> PAGE

++++

We will do that using XSLT to write an Identity Transformation stylesheet. You will be transforming the GPS Visualizer KML into a new and slightly
modified KML, that draws from your second KML file. This will introduce you to some
coding in XSLT that you have not seen before, a kind of coding that resembles what
we do with drawing on multiple files in XQuery. In XSLT, too, you can work with multiple
files. Because this is new and unusual, we want to show you how it works, so we give
you our code with comments: You can pull it in from the DHClass-Hub, and find it in the KML folder inside Class Examples, or access it directly to download from the web here:
our KML to KML Identity Transformation XSLT file. Retrieve this file so you can open it in <oXygen/>. Here is a view of the code:
<?xml version="1.0" encoding="UTF-8"?>
<xsl:stylesheet xmlns:xsl="http://www.w3.org/1999/XSL/Transform"
xmlns:xs="http://www.w3.org/2001/XMLSchema"
xpath-default-namespace="http://www.opengis.net/kml/2.2"
xmlns:math="http://www.w3.org/2005/xpath-functions/math" exclude-result-prefixes="xs
math"
xmlns="http://www.opengis.net/kml/2.2"
version="3.0">
<!--ebb: This is an identity-transformation stylesheet designed to transform KML into
KML, and to draw from a second KML file to import information.-->
<!--ebb: Note that we need to add an XPath default namespace for KML (for input)
and an xmlns for the output KML, too. All files we’re processing need to be in KML
format: note the two separate declarations of KML in the <xsl:stylesheet> element.
(The output method has to be xml because there's no recognized "kml" value for the
@method on xsl:output.)

++++

> RECORD EXCERPTS
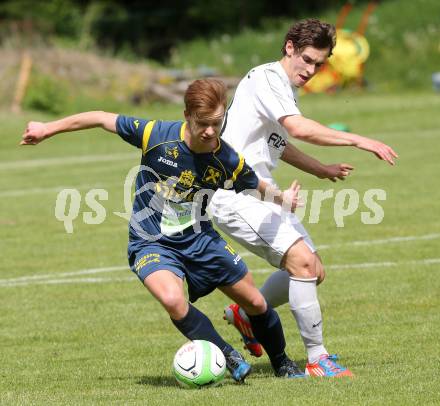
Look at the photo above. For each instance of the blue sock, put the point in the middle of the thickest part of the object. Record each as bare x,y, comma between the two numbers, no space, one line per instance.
196,326
269,333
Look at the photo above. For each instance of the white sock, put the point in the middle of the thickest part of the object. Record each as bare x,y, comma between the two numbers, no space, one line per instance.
276,288
303,301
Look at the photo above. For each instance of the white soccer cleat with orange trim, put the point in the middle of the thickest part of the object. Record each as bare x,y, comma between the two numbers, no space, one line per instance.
327,367
236,316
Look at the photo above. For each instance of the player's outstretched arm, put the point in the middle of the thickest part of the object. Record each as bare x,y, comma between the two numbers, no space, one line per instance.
293,156
311,131
37,132
289,198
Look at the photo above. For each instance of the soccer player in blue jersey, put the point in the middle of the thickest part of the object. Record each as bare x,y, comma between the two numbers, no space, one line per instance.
170,236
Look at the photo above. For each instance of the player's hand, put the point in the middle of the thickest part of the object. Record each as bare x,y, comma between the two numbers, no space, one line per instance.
335,172
290,197
34,133
381,150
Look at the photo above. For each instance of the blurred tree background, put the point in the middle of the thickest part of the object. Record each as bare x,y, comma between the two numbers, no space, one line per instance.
89,54
147,28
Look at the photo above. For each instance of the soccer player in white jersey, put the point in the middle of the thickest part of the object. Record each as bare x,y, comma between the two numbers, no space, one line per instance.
263,115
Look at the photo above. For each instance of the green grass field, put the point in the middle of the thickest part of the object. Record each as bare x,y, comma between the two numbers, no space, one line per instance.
76,327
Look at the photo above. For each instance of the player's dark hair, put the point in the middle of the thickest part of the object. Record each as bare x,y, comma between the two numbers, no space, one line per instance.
204,96
311,32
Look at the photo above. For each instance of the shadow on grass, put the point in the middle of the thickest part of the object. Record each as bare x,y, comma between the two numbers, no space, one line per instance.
262,370
169,381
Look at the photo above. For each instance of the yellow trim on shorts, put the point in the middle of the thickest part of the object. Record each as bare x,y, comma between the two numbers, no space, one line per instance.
146,137
182,131
239,168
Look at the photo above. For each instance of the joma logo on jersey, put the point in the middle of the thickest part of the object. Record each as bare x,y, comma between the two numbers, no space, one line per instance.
172,152
186,178
211,175
276,141
167,162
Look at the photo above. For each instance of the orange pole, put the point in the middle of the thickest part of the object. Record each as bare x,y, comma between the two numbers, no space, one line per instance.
22,82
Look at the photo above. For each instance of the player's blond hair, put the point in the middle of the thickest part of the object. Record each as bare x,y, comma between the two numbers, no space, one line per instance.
204,96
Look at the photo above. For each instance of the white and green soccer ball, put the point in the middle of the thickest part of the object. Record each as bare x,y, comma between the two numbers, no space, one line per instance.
199,364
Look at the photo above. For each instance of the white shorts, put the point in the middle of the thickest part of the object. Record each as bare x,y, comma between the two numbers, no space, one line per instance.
261,227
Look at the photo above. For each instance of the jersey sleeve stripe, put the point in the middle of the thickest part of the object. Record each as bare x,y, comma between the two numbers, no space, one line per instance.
146,136
182,131
238,169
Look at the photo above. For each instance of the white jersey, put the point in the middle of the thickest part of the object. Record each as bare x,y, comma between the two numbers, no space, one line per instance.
262,97
251,127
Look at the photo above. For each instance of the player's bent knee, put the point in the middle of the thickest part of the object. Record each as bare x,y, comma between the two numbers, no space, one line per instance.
174,303
302,265
254,305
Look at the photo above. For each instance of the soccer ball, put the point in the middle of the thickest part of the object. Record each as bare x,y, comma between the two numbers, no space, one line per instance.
199,363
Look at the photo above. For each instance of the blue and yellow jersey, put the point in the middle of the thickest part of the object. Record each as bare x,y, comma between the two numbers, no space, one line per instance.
174,184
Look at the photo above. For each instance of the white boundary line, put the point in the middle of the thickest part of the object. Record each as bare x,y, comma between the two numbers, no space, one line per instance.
46,190
368,242
68,160
46,279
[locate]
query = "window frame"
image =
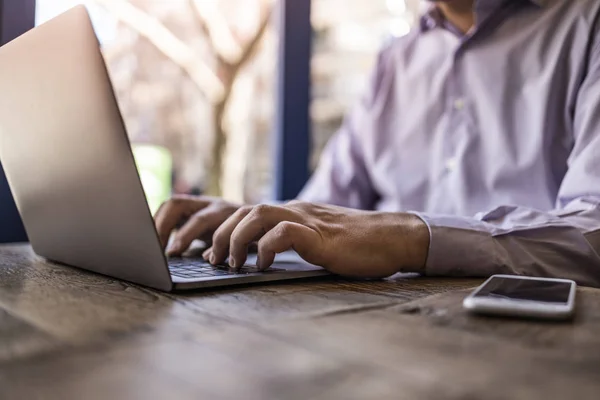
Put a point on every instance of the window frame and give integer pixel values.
(292, 121)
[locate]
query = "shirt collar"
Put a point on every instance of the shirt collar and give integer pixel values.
(433, 18)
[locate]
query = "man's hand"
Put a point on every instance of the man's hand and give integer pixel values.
(198, 216)
(347, 242)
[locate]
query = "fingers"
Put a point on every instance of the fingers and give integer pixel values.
(201, 223)
(252, 227)
(220, 248)
(285, 236)
(172, 212)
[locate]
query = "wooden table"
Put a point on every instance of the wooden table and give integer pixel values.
(69, 334)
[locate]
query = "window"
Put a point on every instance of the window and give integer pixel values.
(195, 80)
(347, 36)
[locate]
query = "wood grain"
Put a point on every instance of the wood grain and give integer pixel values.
(69, 334)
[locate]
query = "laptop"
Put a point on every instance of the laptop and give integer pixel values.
(70, 167)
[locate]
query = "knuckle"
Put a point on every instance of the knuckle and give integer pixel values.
(261, 210)
(244, 210)
(219, 238)
(235, 238)
(284, 229)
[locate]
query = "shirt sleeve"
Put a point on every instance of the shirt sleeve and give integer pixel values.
(342, 176)
(564, 242)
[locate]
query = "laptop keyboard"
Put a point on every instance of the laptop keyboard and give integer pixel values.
(192, 268)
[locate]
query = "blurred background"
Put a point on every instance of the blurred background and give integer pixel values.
(197, 81)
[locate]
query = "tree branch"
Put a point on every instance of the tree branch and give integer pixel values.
(251, 46)
(214, 23)
(166, 42)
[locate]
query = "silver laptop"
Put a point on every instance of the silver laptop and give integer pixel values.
(69, 165)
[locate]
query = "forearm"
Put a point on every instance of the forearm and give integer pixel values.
(517, 241)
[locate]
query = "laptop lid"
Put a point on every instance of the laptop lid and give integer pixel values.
(67, 157)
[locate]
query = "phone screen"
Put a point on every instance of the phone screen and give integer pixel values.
(526, 289)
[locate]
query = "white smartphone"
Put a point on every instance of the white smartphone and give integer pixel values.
(521, 296)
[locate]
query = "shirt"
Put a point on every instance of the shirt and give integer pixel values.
(492, 138)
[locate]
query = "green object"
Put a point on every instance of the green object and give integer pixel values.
(155, 166)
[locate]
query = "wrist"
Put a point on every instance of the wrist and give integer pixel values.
(414, 243)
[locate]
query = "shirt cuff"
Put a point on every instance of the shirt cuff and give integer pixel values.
(457, 247)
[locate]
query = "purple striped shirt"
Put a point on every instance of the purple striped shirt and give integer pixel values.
(492, 138)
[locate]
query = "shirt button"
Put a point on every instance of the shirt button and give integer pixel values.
(451, 164)
(459, 104)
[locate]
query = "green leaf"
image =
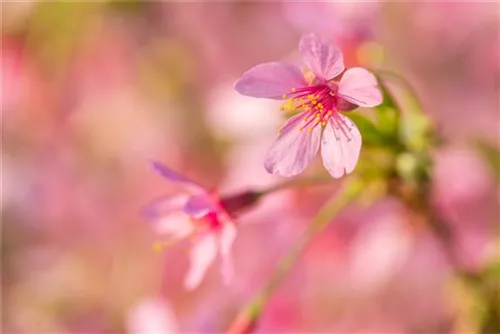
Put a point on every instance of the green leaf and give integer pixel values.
(491, 155)
(387, 113)
(371, 136)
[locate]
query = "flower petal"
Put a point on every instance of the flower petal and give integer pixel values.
(175, 177)
(270, 80)
(359, 86)
(325, 60)
(164, 205)
(340, 146)
(199, 206)
(176, 225)
(166, 216)
(202, 255)
(293, 150)
(226, 240)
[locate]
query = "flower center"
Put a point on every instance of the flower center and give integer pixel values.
(318, 103)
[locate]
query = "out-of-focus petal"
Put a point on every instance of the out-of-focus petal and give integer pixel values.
(152, 316)
(164, 205)
(270, 80)
(359, 86)
(166, 216)
(199, 206)
(176, 225)
(341, 145)
(202, 255)
(226, 240)
(325, 60)
(294, 149)
(175, 177)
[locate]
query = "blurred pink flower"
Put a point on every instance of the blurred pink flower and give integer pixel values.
(197, 214)
(152, 316)
(318, 96)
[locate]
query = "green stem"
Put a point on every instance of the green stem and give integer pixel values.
(407, 85)
(251, 313)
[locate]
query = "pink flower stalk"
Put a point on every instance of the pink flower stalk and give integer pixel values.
(198, 215)
(317, 96)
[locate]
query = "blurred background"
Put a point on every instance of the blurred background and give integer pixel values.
(92, 90)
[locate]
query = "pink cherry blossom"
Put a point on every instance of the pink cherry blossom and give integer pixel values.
(317, 95)
(196, 214)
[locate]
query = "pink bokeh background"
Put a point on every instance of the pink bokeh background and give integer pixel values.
(91, 91)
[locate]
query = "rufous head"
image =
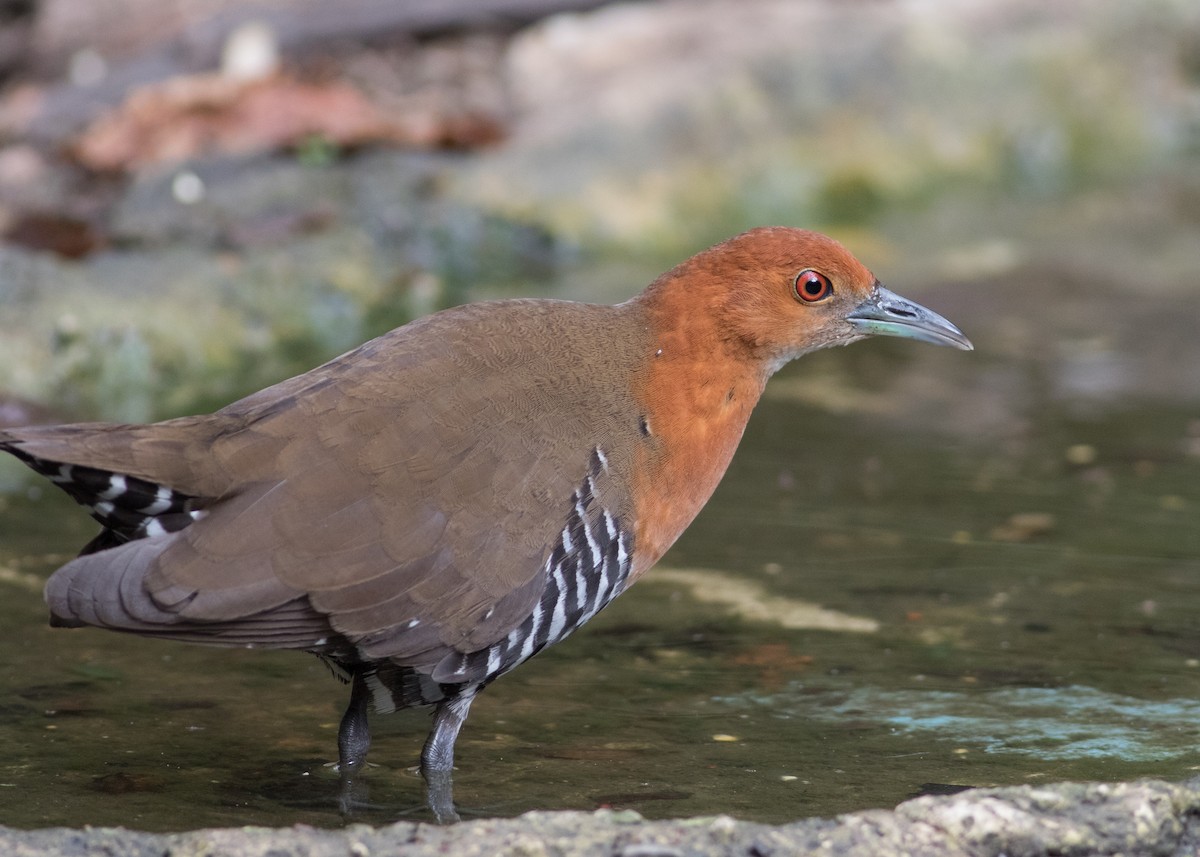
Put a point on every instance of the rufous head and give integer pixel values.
(786, 292)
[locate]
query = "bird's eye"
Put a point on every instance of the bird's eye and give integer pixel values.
(811, 286)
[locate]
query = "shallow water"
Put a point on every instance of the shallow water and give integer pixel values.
(1006, 652)
(1003, 544)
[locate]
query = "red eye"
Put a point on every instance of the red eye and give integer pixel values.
(811, 286)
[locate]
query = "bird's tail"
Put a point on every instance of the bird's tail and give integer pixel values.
(105, 468)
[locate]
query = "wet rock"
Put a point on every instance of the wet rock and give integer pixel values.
(1139, 817)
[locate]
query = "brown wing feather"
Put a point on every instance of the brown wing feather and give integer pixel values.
(424, 477)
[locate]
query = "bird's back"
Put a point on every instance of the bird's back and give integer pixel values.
(403, 501)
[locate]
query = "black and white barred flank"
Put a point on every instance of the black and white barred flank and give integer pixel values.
(586, 570)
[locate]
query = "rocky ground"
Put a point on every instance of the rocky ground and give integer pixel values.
(209, 201)
(1149, 817)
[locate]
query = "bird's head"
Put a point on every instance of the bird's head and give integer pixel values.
(786, 292)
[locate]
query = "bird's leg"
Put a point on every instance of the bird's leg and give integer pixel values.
(353, 742)
(437, 756)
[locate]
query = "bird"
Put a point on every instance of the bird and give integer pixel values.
(431, 509)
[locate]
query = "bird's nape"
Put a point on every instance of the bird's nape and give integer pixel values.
(346, 511)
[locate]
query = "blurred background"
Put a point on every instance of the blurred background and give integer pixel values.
(203, 197)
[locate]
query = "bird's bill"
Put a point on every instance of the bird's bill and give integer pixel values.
(886, 313)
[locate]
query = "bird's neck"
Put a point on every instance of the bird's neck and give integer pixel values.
(696, 390)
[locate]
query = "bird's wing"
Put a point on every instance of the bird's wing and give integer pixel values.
(405, 496)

++++

> REQUIREMENTS
1) Extract the portion of the XSLT tutorial from "and an xmlns" to "the <xsl:stylesheet> element.", reproducing it verbatim.
2) Filter the entries and copy out every line that contains the string "tail".

> RESULTS FOR THE EXERCISE
1)
and an xmlns for the output KML, too. All files we’re processing need to be in KML
format: note the two separate declarations of KML in the <xsl:stylesheet> element.

2)
query = "bird's tail"
Put a point on every instance of the bird's tail and give integer pixel values.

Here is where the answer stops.